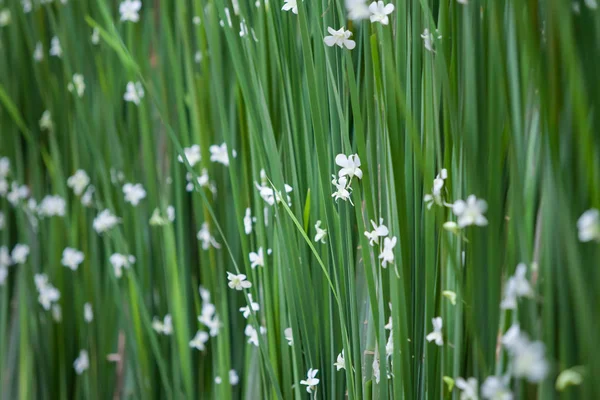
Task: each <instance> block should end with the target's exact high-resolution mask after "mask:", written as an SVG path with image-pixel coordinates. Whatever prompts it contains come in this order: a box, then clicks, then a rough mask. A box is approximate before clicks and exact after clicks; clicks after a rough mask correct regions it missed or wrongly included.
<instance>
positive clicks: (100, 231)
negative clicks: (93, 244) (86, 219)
mask: <svg viewBox="0 0 600 400" xmlns="http://www.w3.org/2000/svg"><path fill="white" fill-rule="evenodd" d="M119 221H120V220H119V218H117V217H116V216H114V215H113V213H111V212H110V210H108V209H106V210H103V211H102V212H100V214H98V216H97V217H96V218H94V222H93V226H94V230H95V231H96V232H97V233H104V232H106V231H108V230H110V229H112V228H114V227H115V226H116V225H117V224H118V223H119Z"/></svg>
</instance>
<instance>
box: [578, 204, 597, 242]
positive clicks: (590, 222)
mask: <svg viewBox="0 0 600 400" xmlns="http://www.w3.org/2000/svg"><path fill="white" fill-rule="evenodd" d="M577 229H578V230H579V240H580V241H581V242H589V241H592V240H595V241H597V242H600V211H598V210H597V209H595V208H592V209H590V210H587V211H586V212H584V213H583V214H581V217H579V219H578V220H577Z"/></svg>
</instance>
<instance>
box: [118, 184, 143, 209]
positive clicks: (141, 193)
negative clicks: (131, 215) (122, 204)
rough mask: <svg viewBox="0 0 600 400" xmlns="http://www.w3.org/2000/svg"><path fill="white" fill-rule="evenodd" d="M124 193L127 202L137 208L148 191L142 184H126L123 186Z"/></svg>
mask: <svg viewBox="0 0 600 400" xmlns="http://www.w3.org/2000/svg"><path fill="white" fill-rule="evenodd" d="M123 193H124V194H125V201H126V202H128V203H130V204H131V205H132V206H134V207H136V206H137V205H138V204H139V203H140V201H141V200H142V199H143V198H145V197H146V191H145V190H144V187H143V186H142V184H141V183H136V184H135V185H134V184H131V183H126V184H124V185H123Z"/></svg>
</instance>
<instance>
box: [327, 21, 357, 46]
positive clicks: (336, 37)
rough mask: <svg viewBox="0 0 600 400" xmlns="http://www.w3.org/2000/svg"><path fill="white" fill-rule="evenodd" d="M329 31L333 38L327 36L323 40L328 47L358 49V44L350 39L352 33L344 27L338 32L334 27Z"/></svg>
mask: <svg viewBox="0 0 600 400" xmlns="http://www.w3.org/2000/svg"><path fill="white" fill-rule="evenodd" d="M327 31H328V32H329V33H330V34H331V36H325V38H324V39H323V41H324V42H325V44H326V45H327V46H329V47H333V46H335V45H337V46H339V47H341V48H344V47H346V48H347V49H348V50H352V49H353V48H355V47H356V42H355V41H354V40H352V39H350V37H351V36H352V32H350V31H347V30H345V29H344V27H343V26H342V27H341V28H340V29H339V30H337V31H336V30H335V29H333V28H332V27H328V28H327Z"/></svg>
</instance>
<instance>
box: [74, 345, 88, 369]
mask: <svg viewBox="0 0 600 400" xmlns="http://www.w3.org/2000/svg"><path fill="white" fill-rule="evenodd" d="M89 367H90V359H89V357H88V354H87V351H86V350H81V351H80V352H79V357H77V358H76V359H75V362H74V363H73V368H75V373H76V374H77V375H81V374H83V373H84V372H85V371H87V369H88V368H89Z"/></svg>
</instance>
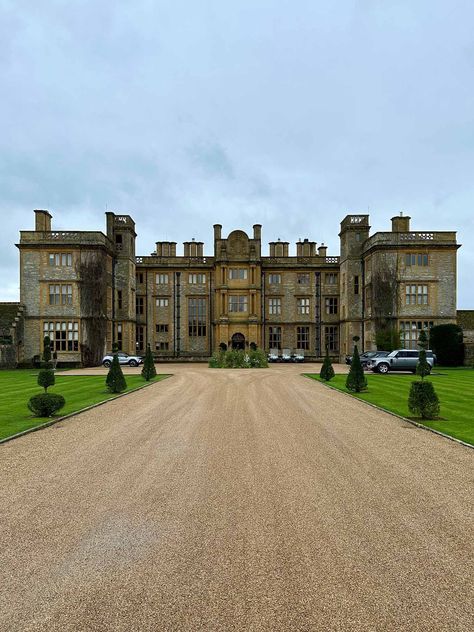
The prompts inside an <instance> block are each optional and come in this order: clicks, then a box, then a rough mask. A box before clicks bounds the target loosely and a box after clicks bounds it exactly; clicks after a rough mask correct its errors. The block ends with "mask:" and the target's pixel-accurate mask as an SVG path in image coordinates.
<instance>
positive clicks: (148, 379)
mask: <svg viewBox="0 0 474 632" xmlns="http://www.w3.org/2000/svg"><path fill="white" fill-rule="evenodd" d="M155 375H156V369H155V360H154V359H153V354H152V352H151V347H150V343H148V345H147V348H146V354H145V362H144V363H143V369H142V377H143V378H144V379H145V380H146V381H147V382H149V381H150V380H151V379H152V378H154V377H155Z"/></svg>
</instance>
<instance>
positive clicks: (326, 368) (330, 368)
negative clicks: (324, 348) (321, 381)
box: [319, 347, 334, 382]
mask: <svg viewBox="0 0 474 632" xmlns="http://www.w3.org/2000/svg"><path fill="white" fill-rule="evenodd" d="M319 377H320V378H321V379H322V380H324V381H325V382H329V380H332V378H333V377H334V369H333V368H332V363H331V358H330V357H329V350H328V348H327V347H326V355H325V357H324V362H323V366H322V367H321V371H320V372H319Z"/></svg>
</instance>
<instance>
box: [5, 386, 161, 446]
mask: <svg viewBox="0 0 474 632" xmlns="http://www.w3.org/2000/svg"><path fill="white" fill-rule="evenodd" d="M168 377H171V374H168V375H166V376H165V377H163V379H161V380H158V381H157V382H151V383H147V384H143V386H137V388H134V389H132V390H130V391H127V392H126V393H120V394H119V395H116V396H115V397H109V399H104V401H103V402H97V404H91V405H90V406H86V407H85V408H81V409H80V410H75V411H74V412H73V413H69V414H68V415H63V416H62V417H58V418H57V419H51V421H45V423H44V424H40V425H39V426H33V427H32V428H27V429H26V430H22V431H21V432H17V433H16V434H14V435H10V436H9V437H5V438H4V439H0V445H1V444H2V443H7V442H8V441H12V440H13V439H18V438H19V437H22V436H23V435H26V434H30V432H36V431H37V430H42V429H43V428H48V426H54V424H57V423H59V422H60V421H65V420H66V419H70V418H71V417H76V416H77V415H80V414H81V413H84V412H86V411H87V410H92V409H93V408H98V407H99V406H103V405H104V404H108V403H109V402H113V401H115V400H116V399H120V398H121V397H126V396H127V395H131V394H132V393H136V392H137V391H141V390H142V389H144V388H147V387H148V386H153V384H158V383H159V382H162V381H163V380H166V379H167V378H168Z"/></svg>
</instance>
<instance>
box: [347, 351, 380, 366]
mask: <svg viewBox="0 0 474 632" xmlns="http://www.w3.org/2000/svg"><path fill="white" fill-rule="evenodd" d="M389 353H390V351H364V353H361V354H360V356H359V357H360V363H361V364H362V366H363V368H364V369H365V368H366V366H367V362H368V361H369V360H372V359H373V358H378V357H380V358H383V357H386V356H388V354H389ZM346 364H352V356H346Z"/></svg>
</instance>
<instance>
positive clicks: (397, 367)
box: [367, 349, 436, 373]
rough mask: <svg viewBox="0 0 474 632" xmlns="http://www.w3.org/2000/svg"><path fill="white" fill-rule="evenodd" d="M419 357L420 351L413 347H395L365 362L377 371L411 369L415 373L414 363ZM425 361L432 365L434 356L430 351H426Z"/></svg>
mask: <svg viewBox="0 0 474 632" xmlns="http://www.w3.org/2000/svg"><path fill="white" fill-rule="evenodd" d="M419 359H420V352H419V351H417V350H415V349H396V350H395V351H392V352H391V353H389V354H388V356H386V357H382V358H372V359H371V360H369V361H368V362H367V368H368V369H370V370H371V371H374V372H377V373H388V372H389V371H411V372H412V373H416V365H417V364H418V360H419ZM426 361H427V362H428V364H429V365H430V366H431V368H433V367H434V365H435V364H436V356H435V355H434V353H433V352H432V351H427V352H426Z"/></svg>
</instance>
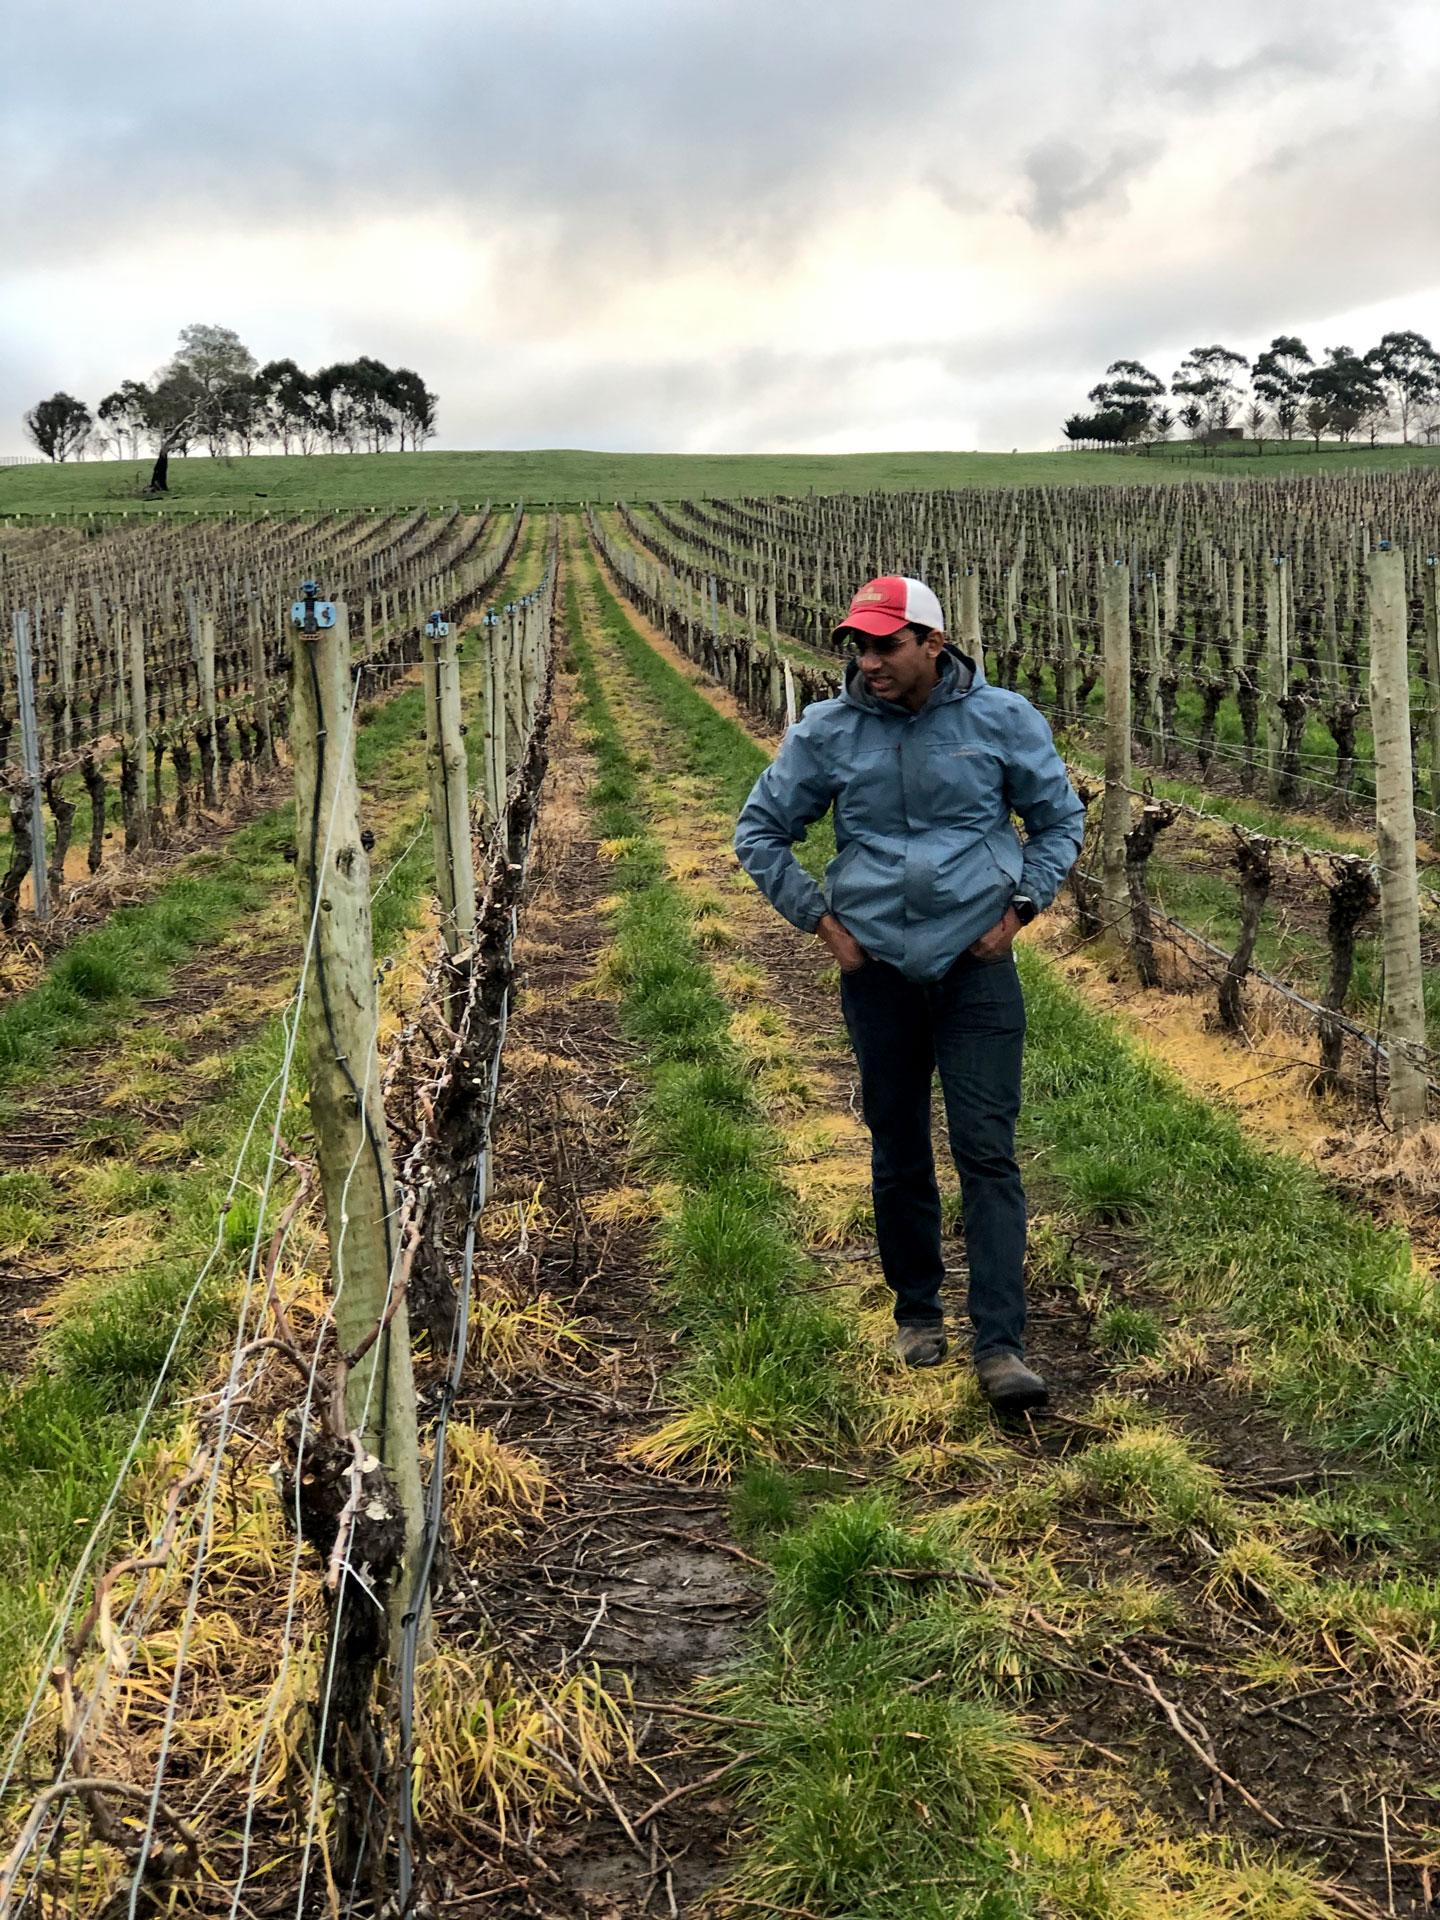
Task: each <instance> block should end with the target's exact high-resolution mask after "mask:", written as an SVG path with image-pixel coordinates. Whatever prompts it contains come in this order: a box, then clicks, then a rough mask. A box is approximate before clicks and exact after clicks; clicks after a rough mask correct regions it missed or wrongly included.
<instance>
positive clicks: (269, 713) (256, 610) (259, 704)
mask: <svg viewBox="0 0 1440 1920" xmlns="http://www.w3.org/2000/svg"><path fill="white" fill-rule="evenodd" d="M248 643H250V689H252V693H253V697H255V705H253V716H255V762H257V766H259V770H261V774H271V772H275V739H273V735H271V687H269V680H267V678H265V624H263V620H261V616H259V605H257V603H255V601H252V603H250V622H248Z"/></svg>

____

## ASSIGNMENT:
Go from the first line of the data above to the line containing "box: [578, 204, 597, 242]" and retype exactly those lines, both included, but none of the pictures.

## ANSWER FOR THE TASK:
Task: each <instance> block should end with the target's exact high-resolution mask after "mask:", written as an SVG path with image-pixel coordinates. Whatever prompts it contains come in this order: a box, then clicks, then a rough mask. A box is approximate before clicks and exact after clicks; clicks after a rough mask correct regions it missed or wrongly included.
<instance>
positive clicks: (100, 231)
negative clicks: (93, 244) (86, 219)
mask: <svg viewBox="0 0 600 400" xmlns="http://www.w3.org/2000/svg"><path fill="white" fill-rule="evenodd" d="M119 221H120V220H119V218H117V217H116V216H114V215H113V213H111V212H110V210H108V209H106V210H103V211H102V212H100V214H98V216H97V217H96V218H94V222H93V226H94V230H95V231H96V232H97V233H104V232H106V231H108V230H110V229H112V228H114V227H115V226H116V225H117V224H118V223H119Z"/></svg>
</instance>
<instance>
box: [578, 204, 597, 242]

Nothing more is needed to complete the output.